PROVIDED PASSAGE:
═══

The planned lawsuit would be one in a string filed by the ACLU, its partners and affiliates on behalf of same-sex couples seeking marriage equality in New York, Oregon, California and the state of Washington.
ACLU attorneys would eventually file suit in state court in Baltimore in July 2004 on behalf of nine couples and a widowed man. Among them were Kebreau and Mozelle, Polyak and Deane.
“It would never have been my choice to be public about my life,” Deane says. “(But) we had to do it because we had children and we have a responsibility to our children to make sure we’re able to take care of them.”
A matter of families and finance
From the beginning, the plaintiffs have argued the marriage question had less to do with certificates and ceremonies and more to do with tax breaks, health insurance and the other practical benefits that rise in importance as families grow and couples mature.
Dave Kolesar was just 18 years old when an infection led to brain surgery and a dim prognosis. Now 34, he’s in great condition, but worries along with his partner Patrick Wojahn about after effects.
They joined the case a year after Wojahn had proposed to Kolesar.
“In case something else were to happen to him, we wanted to be assured that I would be able to take care of him,” Wojahn says.

═══

DATA SHOWN:
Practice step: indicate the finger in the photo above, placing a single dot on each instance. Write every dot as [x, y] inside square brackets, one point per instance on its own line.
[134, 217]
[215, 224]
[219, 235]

═══

DIRECTIONS:
[1] Answer from the passage on the marriage-equality lawsuit:
(a) In what city did ACLU attorneys file suit in July 2004?
(b) How old was Dave Kolesar when an infection led to brain surgery?
(c) How long after Wojahn proposed to Kolesar did the two join the case?
[2] Extend the passage on the marriage-equality lawsuit, picking up after its final sentence.
The listing is not needed for anything asked here.

EXPECTED RESULTS:
[1]
(a) Baltimore
(b) 18 years old
(c) A year

[2]
For plaintiff John Lestitian, that “what if” scenario became a reality in 2003, when his partner of more than a decade died suddenly. A subsequent battle over the home they shared and his final resting place encouraged him to join the suit.
“I’d gone through a situation of a contested will and dealing with the aftermath of the death,” he says. “My personal experience made me all the more willing to step forward.”
Yet for other plaintiffs, the choice to make their private lives personal stemmed in part from financial concerns. For instance, Charles Blackburn is blocked from sharing his partner’s federal health benefits, which he estimates could save the couple several thousand dollars each year.
Polyak and Deane estimate they’ve spent tens of thousands of dollars yearly on separate health insurance policies and the adoptions of each other’s biological children.
Despite the money spent, the couples remain financially at risk.
“We’ve done as much as we can through wills and legal things,” Deane says. “But we can only cover about eight of the 1,000 benefits that come with marriage on our own.”
Reaching the victory lap
On March 1, Patrick Wojahn and Dave Kolesar joined dozens of same-sex couples, gay lawmakers and advocates who stood behind O’Malley as he signed the historic bill in Annapolis.
“It was just electrifying,” Wojahn says. “There was so much excitement in the air.”
The bill-signing ceremony came just one week after the Maryland Senate voted 25 to 22 to approve the measure, and nearly five years after the Maryland Court of Appeals voted 4 to 3 to uphold state law barring same-sex marriage, ending the ACLU’s suit.
The ACLU and Equality Maryland immediately took the push to the General Assembly, and the plaintiffs largely went back to their normal lives.
Wojahn and Kolesar married in D.C last year, as did Polyak and Deane, who said they tired of waiting on legislators.
Lestitian found a new love and also married in D.C. in 2010, while Mozelle and partner Kebreau split in early 2009.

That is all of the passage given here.